#### What is expected:
Write the next part of the forum post about geniuses and their beliefs about health, picking up after its final sentence.

I think/suspect that part of what makes them productive is a benevolent universe presmise: the idea that if you do your best and work hard, you will succeed. So they can not accept/conceptualize that the human body would be such that things can just go wrong with it, through no fault of their own, that then need human intervention to fix. It just does not jive with their version of reality. "It must be so, in this universe, that if I just leave it, it will go away."
post #70 of 72
Quote:
Originally Posted by ascii View Post

I have known other geniuses who also had superstitious notions about health.

I think/suspect that part of what makes them productive is a benevolent universe presmise: the idea that if you do your best and work hard, you will succeed. So they can not accept/conceptualize that the human body would be such that things can just go wrong with it, through no fault of their own, that then need human intervention to fix. It just does not jive with their version of reality. "It must be so, in this universe, that if I just leave it, it will go away."

It is also extremely frustrating to want something and have the capabilities of doing it, and then be hampered by the state of your body. Sometimes you have to decide to first do what you want and deal with the consequesces later. Maybe that is what Steve did. I even suspect him to have postponed dying until after the iPhone 4S/Siri keynote.

Image point grounding data:

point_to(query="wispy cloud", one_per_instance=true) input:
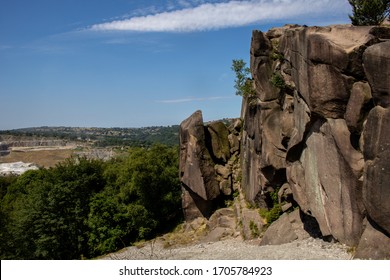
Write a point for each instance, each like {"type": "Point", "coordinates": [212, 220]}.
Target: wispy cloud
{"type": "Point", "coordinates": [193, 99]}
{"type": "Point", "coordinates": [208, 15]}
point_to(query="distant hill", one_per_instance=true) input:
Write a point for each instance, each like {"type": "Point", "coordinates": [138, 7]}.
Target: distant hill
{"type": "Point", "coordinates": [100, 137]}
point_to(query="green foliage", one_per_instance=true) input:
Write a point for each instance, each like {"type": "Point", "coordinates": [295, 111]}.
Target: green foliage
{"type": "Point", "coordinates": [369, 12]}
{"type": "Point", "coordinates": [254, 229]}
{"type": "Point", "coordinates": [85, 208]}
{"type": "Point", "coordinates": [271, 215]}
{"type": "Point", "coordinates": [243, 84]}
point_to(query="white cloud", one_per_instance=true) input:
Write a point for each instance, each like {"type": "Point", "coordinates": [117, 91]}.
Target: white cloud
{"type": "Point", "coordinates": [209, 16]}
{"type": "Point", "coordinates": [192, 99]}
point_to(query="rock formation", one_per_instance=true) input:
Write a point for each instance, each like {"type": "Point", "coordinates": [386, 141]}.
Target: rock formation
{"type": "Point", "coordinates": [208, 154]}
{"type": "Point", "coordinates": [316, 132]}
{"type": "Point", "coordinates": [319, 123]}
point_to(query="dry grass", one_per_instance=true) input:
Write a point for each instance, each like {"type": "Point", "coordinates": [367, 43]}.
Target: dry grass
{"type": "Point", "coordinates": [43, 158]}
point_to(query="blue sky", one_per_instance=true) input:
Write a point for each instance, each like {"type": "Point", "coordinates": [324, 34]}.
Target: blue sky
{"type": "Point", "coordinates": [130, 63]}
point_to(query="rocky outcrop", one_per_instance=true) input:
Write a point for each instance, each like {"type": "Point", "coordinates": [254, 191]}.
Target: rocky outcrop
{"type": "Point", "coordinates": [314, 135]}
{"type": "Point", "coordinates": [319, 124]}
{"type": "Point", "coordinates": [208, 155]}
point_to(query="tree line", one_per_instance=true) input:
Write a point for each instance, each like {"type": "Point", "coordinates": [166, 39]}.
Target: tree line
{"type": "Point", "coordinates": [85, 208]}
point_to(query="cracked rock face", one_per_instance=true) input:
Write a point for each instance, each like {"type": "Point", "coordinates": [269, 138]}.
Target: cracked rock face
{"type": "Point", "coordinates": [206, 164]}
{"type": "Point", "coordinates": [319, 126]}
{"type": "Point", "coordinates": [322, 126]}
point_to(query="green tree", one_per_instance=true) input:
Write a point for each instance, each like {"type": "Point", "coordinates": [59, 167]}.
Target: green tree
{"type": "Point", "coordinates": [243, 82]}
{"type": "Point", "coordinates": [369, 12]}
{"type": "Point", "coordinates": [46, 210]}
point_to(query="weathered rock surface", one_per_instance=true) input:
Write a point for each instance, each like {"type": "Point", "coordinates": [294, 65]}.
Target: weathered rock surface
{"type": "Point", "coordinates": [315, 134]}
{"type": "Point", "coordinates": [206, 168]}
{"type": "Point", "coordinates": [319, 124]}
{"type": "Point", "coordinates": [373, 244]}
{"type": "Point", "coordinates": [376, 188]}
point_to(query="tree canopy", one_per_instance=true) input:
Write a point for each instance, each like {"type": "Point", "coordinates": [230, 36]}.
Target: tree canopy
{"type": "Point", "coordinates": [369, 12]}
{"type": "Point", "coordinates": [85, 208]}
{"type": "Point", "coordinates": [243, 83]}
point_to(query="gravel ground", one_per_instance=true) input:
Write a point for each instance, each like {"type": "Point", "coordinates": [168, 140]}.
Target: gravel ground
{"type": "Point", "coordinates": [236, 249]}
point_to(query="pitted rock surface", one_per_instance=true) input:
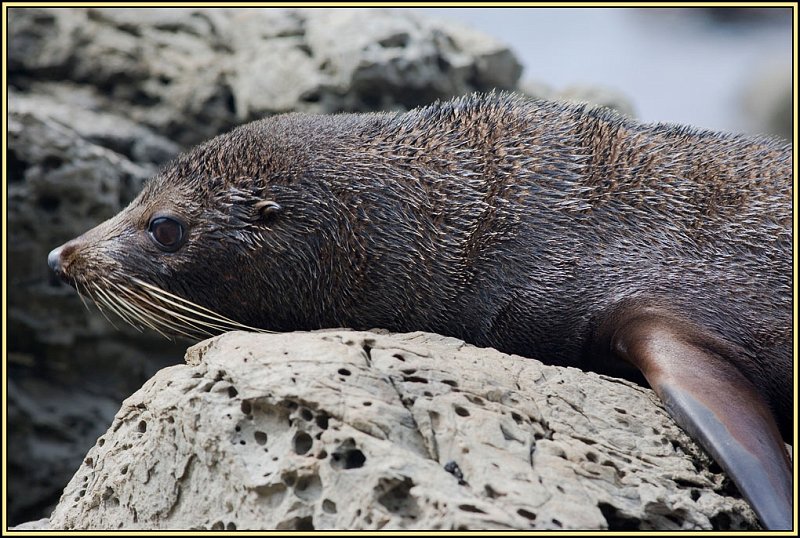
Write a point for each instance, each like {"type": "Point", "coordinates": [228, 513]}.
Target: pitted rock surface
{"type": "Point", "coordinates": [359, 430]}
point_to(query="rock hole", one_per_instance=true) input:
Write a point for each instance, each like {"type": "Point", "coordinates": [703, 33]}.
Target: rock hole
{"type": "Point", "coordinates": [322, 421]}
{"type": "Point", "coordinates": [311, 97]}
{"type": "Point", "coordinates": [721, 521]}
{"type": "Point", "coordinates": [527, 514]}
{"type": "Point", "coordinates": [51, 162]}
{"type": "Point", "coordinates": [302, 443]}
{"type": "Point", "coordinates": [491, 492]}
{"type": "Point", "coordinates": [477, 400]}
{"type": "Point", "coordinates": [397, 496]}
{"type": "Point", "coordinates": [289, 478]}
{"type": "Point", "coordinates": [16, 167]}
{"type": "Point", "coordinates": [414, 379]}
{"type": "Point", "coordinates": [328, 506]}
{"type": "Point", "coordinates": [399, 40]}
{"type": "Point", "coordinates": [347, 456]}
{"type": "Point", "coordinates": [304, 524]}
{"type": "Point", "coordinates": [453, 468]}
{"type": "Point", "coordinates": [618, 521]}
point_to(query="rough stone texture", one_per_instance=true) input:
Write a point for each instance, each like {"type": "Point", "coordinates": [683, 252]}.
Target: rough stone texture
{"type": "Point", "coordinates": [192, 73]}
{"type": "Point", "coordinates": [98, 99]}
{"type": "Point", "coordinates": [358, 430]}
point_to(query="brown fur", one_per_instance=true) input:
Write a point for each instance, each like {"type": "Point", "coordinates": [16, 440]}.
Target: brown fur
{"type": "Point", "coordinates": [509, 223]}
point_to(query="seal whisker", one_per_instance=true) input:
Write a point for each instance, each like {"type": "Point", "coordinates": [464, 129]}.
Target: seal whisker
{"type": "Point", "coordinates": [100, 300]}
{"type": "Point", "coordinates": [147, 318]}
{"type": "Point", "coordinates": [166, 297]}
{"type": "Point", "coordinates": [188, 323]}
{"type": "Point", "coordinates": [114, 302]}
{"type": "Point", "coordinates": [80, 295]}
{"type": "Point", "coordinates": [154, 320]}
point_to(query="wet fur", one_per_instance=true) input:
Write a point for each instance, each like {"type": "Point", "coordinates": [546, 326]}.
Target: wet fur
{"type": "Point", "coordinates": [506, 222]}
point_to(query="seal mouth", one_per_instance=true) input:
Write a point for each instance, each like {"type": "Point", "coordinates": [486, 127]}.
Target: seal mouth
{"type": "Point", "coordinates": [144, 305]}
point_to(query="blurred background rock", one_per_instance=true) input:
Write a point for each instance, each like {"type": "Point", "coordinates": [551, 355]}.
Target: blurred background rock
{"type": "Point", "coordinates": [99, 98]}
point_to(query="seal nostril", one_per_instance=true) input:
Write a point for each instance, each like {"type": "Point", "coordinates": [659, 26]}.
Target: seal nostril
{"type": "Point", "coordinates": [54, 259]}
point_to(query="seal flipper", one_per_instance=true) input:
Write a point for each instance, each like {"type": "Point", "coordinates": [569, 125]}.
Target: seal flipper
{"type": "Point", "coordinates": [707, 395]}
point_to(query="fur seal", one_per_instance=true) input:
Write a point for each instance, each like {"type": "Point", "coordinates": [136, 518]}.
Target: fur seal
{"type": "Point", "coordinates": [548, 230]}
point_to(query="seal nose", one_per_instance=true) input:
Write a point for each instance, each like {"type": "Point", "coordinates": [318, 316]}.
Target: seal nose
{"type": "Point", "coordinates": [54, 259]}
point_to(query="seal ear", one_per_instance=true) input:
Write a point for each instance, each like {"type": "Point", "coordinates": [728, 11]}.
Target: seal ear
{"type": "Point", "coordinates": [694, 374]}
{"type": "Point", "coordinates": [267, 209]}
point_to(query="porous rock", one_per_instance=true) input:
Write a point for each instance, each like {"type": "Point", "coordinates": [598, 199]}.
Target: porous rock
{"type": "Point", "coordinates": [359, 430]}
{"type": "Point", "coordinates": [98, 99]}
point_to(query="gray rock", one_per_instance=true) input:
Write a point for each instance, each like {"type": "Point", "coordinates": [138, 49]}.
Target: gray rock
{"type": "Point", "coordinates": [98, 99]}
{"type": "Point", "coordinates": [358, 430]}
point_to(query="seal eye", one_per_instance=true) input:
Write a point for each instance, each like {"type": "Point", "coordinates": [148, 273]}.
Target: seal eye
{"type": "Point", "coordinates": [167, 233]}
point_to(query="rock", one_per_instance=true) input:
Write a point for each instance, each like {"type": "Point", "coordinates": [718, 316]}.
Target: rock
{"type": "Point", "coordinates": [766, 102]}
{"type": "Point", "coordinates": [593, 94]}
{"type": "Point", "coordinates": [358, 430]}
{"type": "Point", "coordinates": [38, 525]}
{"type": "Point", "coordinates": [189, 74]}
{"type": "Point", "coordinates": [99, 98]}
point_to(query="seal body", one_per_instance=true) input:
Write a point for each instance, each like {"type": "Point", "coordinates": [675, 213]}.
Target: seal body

#### Answer box:
post #71 of 72
Quote:
Originally Posted by tsa View Post

I even suspect him to have postponed dying until after the iPhone 4S/Siri keynote.

Willpower is incredibly powerful but not that powerful. He would have been in agonising pain for some time at that point, and not in control of exactly when it happened.
post #72 of 72
Quote:
Originally Posted by ascii View Post

Willpower is incredibly powerful but not that powerful. He would have been in agonising pain for some time at that point, and not in control of exactly when it happened.

You are probably right because he died one day after the keynote. I have seen people do it, however. One grandfather told me on the day his last grandchild was baptized that he was ready to die now that he had seen his grandchildren baptized. He died a week or so after that. And he is certainly not the only example.